◆ **Selected text**:
Colin ‘Howl’ Kenitz
|Rank||Weekly Variation||Team||Wins||Losses||Map W-L-T||Differential|
|1||[=]||New York Excelsior||16||2||58-17-2||41|
|5||[+1]||Los Angeles Gladiators||10||8||38-36-1||2|
|7||[=]||Los Angeles Valiant||11||7||42-29-4||13|
|9||[+1]||San Francisco Shock||6||12||29-42-3||-13|
Seoul’s Place in the Top 3
Take a look at some of the stats going into this match. London were 100% win rate on Hanamura (2 – 0) and 100% on Gibraltar (3 – 0) in stage 2. Conversely Seoul has definitely struggled on Hanamura at only 2 – 2 before this match and 3 – 1 on Gibraltar with their only loss against NYXL earlier this week. In addition Seoul were 3 – 0 on Lijiang before falling to London, but only 1 – 2 on King’s Row including their loss to Shanghai on this map fielding their “B” squad.

◆ **Request 1**:
According to the team rankings text, what was London's record on Gibraltar in stage 2?
◆ **Request 2**:
Write a continuation of the team rankings text, picking up after its last sentence.
The records that come next have no connection to the team rankings text.

◆ **Entries supplied**:
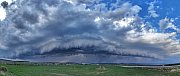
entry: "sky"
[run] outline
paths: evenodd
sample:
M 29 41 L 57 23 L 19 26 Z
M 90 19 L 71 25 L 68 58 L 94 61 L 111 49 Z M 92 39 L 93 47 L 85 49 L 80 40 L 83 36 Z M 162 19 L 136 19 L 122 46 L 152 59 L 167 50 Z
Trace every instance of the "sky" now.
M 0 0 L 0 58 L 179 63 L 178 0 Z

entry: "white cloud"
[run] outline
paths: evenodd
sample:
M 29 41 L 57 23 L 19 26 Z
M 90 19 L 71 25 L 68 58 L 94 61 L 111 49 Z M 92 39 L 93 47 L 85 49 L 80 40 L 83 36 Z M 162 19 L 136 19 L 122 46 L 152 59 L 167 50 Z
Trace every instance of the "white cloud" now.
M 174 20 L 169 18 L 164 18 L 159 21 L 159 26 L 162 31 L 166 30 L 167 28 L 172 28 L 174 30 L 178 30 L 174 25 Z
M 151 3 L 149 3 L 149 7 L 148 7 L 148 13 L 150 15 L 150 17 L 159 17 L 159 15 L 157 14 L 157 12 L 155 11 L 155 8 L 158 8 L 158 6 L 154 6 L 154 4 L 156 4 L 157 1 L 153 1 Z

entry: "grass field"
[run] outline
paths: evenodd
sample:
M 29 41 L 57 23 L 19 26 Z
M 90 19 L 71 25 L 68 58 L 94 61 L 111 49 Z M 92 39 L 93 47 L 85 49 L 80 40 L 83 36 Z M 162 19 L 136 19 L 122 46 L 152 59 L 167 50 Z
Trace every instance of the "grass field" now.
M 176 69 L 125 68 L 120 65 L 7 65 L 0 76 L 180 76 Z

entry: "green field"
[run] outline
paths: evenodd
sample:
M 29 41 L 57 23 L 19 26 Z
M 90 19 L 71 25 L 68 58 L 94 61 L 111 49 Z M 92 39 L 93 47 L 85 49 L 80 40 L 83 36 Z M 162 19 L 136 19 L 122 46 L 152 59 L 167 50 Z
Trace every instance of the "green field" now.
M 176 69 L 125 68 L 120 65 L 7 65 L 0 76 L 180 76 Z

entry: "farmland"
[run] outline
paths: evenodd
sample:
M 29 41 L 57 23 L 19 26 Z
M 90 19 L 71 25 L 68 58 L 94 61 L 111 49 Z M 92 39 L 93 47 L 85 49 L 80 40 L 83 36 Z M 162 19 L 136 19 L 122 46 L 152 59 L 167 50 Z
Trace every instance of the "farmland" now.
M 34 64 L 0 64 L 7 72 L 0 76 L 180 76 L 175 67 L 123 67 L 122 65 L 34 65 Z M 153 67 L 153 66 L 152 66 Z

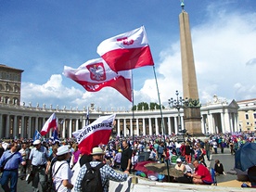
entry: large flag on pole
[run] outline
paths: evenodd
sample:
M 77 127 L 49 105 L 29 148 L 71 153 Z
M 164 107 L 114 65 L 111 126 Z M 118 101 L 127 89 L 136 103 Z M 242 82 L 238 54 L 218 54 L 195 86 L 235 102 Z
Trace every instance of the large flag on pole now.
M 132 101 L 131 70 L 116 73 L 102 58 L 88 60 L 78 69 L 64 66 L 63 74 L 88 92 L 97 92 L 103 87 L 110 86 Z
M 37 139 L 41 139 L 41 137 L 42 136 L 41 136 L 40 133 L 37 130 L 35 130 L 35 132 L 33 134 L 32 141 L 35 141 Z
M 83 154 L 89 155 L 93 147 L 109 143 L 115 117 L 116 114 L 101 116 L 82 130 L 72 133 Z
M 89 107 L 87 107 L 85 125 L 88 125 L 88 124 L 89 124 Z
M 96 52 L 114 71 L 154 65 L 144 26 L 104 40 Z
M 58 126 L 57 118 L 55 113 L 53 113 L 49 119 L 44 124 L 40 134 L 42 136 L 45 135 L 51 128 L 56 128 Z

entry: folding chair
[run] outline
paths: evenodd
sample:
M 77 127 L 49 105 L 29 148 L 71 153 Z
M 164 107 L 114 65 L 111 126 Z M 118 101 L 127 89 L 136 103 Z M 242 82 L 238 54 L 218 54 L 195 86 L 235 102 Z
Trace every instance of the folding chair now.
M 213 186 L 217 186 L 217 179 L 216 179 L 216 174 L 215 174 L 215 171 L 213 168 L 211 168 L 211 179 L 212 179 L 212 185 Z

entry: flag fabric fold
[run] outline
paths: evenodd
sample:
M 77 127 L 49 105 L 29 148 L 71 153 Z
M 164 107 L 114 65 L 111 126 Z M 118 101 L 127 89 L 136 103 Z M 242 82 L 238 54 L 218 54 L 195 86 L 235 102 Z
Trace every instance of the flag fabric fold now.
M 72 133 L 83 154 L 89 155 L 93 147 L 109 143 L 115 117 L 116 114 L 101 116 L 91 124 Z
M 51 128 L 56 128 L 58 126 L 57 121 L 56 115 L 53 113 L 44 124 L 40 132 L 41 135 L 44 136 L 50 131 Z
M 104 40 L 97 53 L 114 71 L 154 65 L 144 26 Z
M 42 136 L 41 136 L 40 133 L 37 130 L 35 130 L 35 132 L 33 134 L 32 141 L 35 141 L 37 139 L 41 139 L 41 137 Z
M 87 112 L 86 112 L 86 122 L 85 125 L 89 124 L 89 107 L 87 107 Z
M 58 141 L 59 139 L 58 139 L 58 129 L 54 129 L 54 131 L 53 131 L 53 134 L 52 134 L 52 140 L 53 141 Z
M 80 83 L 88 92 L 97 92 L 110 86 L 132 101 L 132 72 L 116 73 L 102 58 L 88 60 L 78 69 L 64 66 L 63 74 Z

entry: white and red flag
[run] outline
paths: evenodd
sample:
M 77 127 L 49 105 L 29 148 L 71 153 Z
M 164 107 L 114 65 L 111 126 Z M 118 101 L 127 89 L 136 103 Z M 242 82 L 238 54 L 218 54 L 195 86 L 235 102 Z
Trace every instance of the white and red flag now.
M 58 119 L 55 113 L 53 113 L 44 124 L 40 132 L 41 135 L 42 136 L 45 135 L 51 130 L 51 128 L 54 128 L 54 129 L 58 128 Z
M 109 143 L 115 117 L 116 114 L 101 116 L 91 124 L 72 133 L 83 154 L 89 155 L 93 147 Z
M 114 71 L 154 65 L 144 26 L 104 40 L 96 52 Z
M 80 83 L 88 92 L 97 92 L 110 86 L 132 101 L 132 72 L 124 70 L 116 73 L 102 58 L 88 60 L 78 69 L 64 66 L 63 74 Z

◆ **Exercise result 1**:
3 – 0

◆ **Exercise result 2**:
Despite the fact that Seoul Dynasty dropped both of their games this week, first to New York and later to London, they remain, without a doubt, a top 3 contender. Their schedule this week was obviously harsh. Meanwhile the other two full Korean squads had much easier schedules this week. NYXL had Shanghai and London had the San Francisco Shock. The Seoul Dynasty still gave New York one hell of a fight, boiling down to a tie breaker map, and still managing to put up a fight against London, although they looked much weaker on Saturday’s match. London has historically been very difficult for Seoul. London and Seoul have also excelled on similar maps and map types this stage.
On Assault maps Seoul has looked wonky. Really. On Volskaya they’re 3 – 0, but on Hanamura they’ve been struggling a lot. Their attack rounds, for the most part, look amazing by most standards. They often take point A in one or two attacks utilizing Fleta’s great flanks and 1v1 ability on enemy DPS. And they generally manage to take point B with decent time banks too. Where they fall short is their defense, which looks abysmal. They’ve almost always lost Point A on the first push without hardly putting up any fight at all. Even against weaker teams, but especially this week against their two strongest opponents. New York managed to take 6 points, two rounds of which were basically all in over time.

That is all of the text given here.